Data items:
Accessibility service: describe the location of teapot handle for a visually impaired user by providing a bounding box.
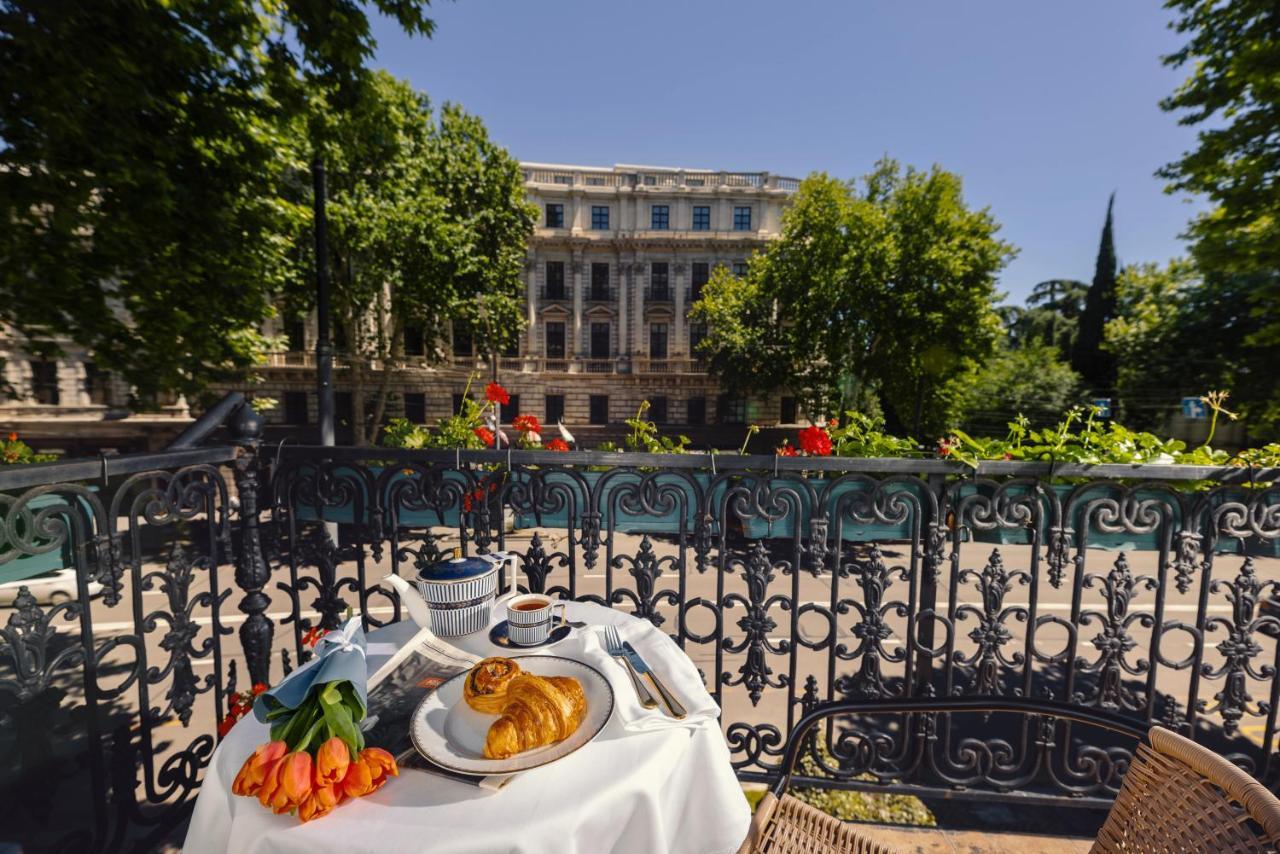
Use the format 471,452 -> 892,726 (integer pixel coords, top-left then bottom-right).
483,552 -> 520,600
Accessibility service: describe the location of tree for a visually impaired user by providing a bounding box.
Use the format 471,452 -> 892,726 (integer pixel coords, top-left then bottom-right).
694,159 -> 1012,434
1005,279 -> 1089,356
288,72 -> 536,444
0,0 -> 431,399
1071,193 -> 1116,391
961,341 -> 1083,435
1106,259 -> 1280,437
1160,0 -> 1280,350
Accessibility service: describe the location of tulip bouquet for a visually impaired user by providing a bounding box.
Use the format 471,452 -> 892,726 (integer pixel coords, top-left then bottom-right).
232,618 -> 399,822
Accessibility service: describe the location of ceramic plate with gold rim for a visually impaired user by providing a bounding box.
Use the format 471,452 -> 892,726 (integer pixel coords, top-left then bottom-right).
410,656 -> 613,775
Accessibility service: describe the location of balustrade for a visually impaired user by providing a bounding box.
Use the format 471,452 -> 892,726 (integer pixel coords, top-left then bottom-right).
0,445 -> 1280,850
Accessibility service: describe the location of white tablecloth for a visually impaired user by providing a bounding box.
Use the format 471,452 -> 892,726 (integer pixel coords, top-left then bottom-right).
183,603 -> 750,854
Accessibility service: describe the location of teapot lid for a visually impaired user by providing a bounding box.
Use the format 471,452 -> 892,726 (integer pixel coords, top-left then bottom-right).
417,548 -> 500,583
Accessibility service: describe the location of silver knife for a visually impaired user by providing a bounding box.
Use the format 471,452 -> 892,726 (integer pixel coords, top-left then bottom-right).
622,640 -> 689,721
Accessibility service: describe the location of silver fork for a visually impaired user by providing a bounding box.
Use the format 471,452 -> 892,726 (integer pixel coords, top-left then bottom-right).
596,626 -> 658,709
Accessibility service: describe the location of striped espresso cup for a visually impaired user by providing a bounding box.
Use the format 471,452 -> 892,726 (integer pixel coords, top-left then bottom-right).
507,593 -> 566,647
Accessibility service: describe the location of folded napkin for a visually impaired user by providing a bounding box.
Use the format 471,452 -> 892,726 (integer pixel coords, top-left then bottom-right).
553,620 -> 719,732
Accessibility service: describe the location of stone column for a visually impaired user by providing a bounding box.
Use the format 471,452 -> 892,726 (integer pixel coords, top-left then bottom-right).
570,251 -> 589,359
614,260 -> 631,357
631,259 -> 652,356
525,256 -> 538,359
667,260 -> 689,359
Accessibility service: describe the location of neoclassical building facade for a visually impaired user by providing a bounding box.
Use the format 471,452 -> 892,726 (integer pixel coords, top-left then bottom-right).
250,163 -> 799,435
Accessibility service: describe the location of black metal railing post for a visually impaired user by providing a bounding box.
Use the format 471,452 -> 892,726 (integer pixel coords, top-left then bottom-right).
232,406 -> 275,685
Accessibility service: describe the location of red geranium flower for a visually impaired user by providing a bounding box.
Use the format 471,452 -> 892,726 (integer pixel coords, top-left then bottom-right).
484,383 -> 511,406
799,426 -> 831,457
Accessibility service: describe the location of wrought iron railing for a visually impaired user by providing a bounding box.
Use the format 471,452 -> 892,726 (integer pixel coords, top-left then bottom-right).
0,430 -> 1280,850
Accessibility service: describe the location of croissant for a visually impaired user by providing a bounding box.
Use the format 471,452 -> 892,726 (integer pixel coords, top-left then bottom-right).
462,658 -> 520,714
484,673 -> 586,759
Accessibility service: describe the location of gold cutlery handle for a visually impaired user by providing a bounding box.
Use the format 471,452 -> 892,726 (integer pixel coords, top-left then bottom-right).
645,670 -> 689,721
614,656 -> 658,709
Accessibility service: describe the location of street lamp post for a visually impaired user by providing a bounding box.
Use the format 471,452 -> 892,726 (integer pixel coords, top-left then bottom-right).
311,154 -> 334,446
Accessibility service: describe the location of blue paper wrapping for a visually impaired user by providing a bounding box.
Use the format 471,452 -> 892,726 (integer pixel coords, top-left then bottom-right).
253,617 -> 369,723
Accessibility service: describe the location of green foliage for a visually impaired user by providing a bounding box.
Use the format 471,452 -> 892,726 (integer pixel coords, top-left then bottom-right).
0,433 -> 58,466
694,160 -> 1012,440
827,411 -> 920,457
0,0 -> 431,401
622,401 -> 689,453
960,341 -> 1083,431
1071,193 -> 1116,391
289,72 -> 535,444
1160,0 -> 1280,350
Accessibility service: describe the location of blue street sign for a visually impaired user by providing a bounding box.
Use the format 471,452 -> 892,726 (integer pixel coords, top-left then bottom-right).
1183,397 -> 1208,420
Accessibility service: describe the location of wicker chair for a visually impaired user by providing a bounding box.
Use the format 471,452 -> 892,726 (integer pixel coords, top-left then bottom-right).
739,698 -> 1280,854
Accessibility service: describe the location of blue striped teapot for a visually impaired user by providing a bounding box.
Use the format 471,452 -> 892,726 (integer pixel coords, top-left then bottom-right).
415,549 -> 516,638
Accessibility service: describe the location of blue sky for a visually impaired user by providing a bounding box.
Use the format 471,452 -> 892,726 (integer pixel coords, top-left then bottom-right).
375,0 -> 1201,301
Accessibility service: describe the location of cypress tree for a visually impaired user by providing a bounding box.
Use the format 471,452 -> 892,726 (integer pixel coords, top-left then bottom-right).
1071,192 -> 1116,391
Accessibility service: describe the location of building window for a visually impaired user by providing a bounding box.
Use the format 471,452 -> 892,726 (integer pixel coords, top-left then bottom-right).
547,261 -> 564,300
31,360 -> 60,406
404,324 -> 426,356
547,321 -> 564,359
689,323 -> 707,359
685,397 -> 707,425
689,261 -> 712,302
453,320 -> 474,356
589,394 -> 609,424
649,323 -> 667,359
649,394 -> 667,424
649,261 -> 671,302
404,392 -> 426,424
84,362 -> 110,406
591,323 -> 611,359
284,392 -> 311,425
284,318 -> 307,353
778,397 -> 796,424
543,394 -> 564,425
591,264 -> 609,302
716,394 -> 746,424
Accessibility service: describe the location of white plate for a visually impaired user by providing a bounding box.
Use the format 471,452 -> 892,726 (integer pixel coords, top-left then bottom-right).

◆ **Do this**: Copy out every line of the items, starting with the line that contains "Accessibility service: describe the location of balustrade" and going on through the line that contains "622,640 -> 689,721". Raise each bounding-box coordinate in the answers by 118, and leave all other lines unchanged.

◆ **Written response**:
Accessibility service: describe the location of balustrade for a visually impaired user by providing a bounding box.
Use the format 471,452 -> 892,726 (integer pixel coords, top-left then bottom-right).
118,563 -> 1398,968
Accessibility service: describe the location of white tablecloth for a visually impaired user by providing a bounding box.
Use the format 471,452 -> 892,726 (integer pixel coords, top-left then bottom-right).
301,721 -> 868,972
Accessibility service: describe the location of teapot lid for a visually impaired user by providing a bounding box.
Use the format 471,452 -> 892,726 (integer pixel coords, top-left then bottom-right).
535,666 -> 618,701
Accessibility service: describe the location of silver knife for a visually impaired user by providing a bounding box.
Use the format 471,452 -> 892,726 (integer pixel coords, top-left then bottom-right).
740,758 -> 807,839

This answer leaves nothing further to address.